O homem com seu trabalho produz bens, conhecimento, ideias, cultura, monumentos. Produz o humano. Inventa, pinta e borda. Produz riqueza e miséria, alegria e sofrimento. O homem com seu trabalho constrói o mundo, produz a vida. Mas trabalhar não é apenas fazer. Trabalhar é fazer, é pensar, é representar, é sentir. O mundo e o trabalho que o constrói não surgem do nada, não se reproduzem no vazio. A vida se cria em circunstâncias determinadas, fruto de relações entre os homens. Relações sociais. Relações sociais de produção. Todos pertencemos à mesma espécie e, no entanto, a vida, entendida como um conjunto de fazeres, pensares, sentimentos e representações, tem muitas e variadas formas. Esses modos de ser diferem no tempo e no espaço porque são resultado de relações sociais e, com isso, da natureza e das formas que o fazer, o pensar, o representar e o sentir tomam em cada momento histórico. Essa diversidade não diz respeito a indivíduos, mas aos inúmeros modos de organizar a sociedade. O fazer é social, assim como o pensar, o representar e, até mesmo, o sentir.

Como tudo que é próprio do ser humano, também as formações sociais não são eternas, mas se reproduzem como modos de ser que se transformam ao longo do tempo. Não deixa de ser uma contradição reproduzir-se - produzir de novo - de forma diferente. Mas assim é. Só há mudança, e como já foi dito nada é eterno, se o velho se reproduz mediante uma certa produção do novo. Isso significa que há sempre algo diferente, algo original no processo concreto de reprodução social. E é esse o espaço do sonho, do possível. Por isso, não se sonha no vazio. Assim, a forma como se trabalha, como qualquer outro processo social, traz consigo o novo junto com o velho. Além disso, como bem o disse Marx, a reprodução dos meios de produção e a continuidade da produção material não se dão sem a reprodução de relações sociais.

Da mesma forma que a pró- pria vida não se reproduz sem a repetição de gestos e de ações cotidianas. A questão é saber como e onde se reproduzem as relações de produção que são o resultado sempre renovado do processo de produção. Henri Léfèbvre, em "A sobrevivência do capitalismo", enfatiza a importância dessa questão para a compreensão do processo do capital e argumenta que a reprodução das relações de produção não se dá apenas nas empresas, pois estão em jogo relações de dominação e contradições que extrapolam o processo de trabalho. Desse modo, a sociedade como um todo se torna o lugar da reprodução. Entretanto, a reprodução – e, portanto, ao mesmo tempo, a produção da vida nas sociedades capitalistas tem no trabalho um de seus momentos mais importantes.

Instrução 1 –
Transcreva do texto sobre trabalho e reprodução social o trecho que começa nas palavras "Como tudo que" e termina depois de "de relações sociais.".

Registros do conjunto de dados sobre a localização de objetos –
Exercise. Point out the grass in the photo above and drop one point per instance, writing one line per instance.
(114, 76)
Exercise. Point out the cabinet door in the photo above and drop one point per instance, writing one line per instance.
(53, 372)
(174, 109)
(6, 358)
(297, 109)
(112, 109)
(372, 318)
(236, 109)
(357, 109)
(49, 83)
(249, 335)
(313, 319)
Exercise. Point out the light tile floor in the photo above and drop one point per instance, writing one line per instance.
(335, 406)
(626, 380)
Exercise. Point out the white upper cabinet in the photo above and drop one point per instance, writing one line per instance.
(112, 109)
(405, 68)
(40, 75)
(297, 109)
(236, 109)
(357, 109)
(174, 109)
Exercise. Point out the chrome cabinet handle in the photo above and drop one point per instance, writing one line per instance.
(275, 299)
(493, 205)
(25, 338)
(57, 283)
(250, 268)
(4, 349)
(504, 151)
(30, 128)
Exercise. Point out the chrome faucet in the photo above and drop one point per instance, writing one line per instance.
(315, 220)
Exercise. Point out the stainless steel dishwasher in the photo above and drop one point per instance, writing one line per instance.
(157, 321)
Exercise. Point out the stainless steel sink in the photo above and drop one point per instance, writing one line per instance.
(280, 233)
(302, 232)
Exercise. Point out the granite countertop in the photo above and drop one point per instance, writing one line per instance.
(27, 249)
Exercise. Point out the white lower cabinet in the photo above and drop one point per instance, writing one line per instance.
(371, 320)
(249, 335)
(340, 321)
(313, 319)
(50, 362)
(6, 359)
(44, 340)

Instrução 2 –
Apresente como uma lista JSON de strings, uma para cada linha e sem as linhas em branco, as linhas dos registros que vão da linha que contém "Exercise. Point out the granite" até o fim dos registros, com as duas pontas incluídas.

Resposta 1 –
Como tudo que é próprio do ser humano, também as formações sociais não são eternas, mas se reproduzem como modos de ser que se transformam ao longo do tempo. Não deixa de ser uma contradição reproduzir-se - produzir de novo - de forma diferente. Mas assim é. Só há mudança, e como já foi dito nada é eterno, se o velho se reproduz mediante uma certa produção do novo. Isso significa que há sempre algo diferente, algo original no processo concreto de reprodução social. E é esse o espaço do sonho, do possível. Por isso, não se sonha no vazio. Assim, a forma como se trabalha, como qualquer outro processo social, traz consigo o novo junto com o velho. Além disso, como bem o disse Marx, a reprodução dos meios de produção e a continuidade da produção material não se dão sem a reprodução de relações sociais.

Resposta 2 –
[
  "Exercise. Point out the granite countertop in the photo above and drop one point per instance, writing one line per instance.",
  "(27, 249)",
  "Exercise. Point out the white lower cabinet in the photo above and drop one point per instance, writing one line per instance.",
  "(371, 320)",
  "(249, 335)",
  "(340, 321)",
  "(313, 319)",
  "(50, 362)",
  "(6, 359)",
  "(44, 340)"
]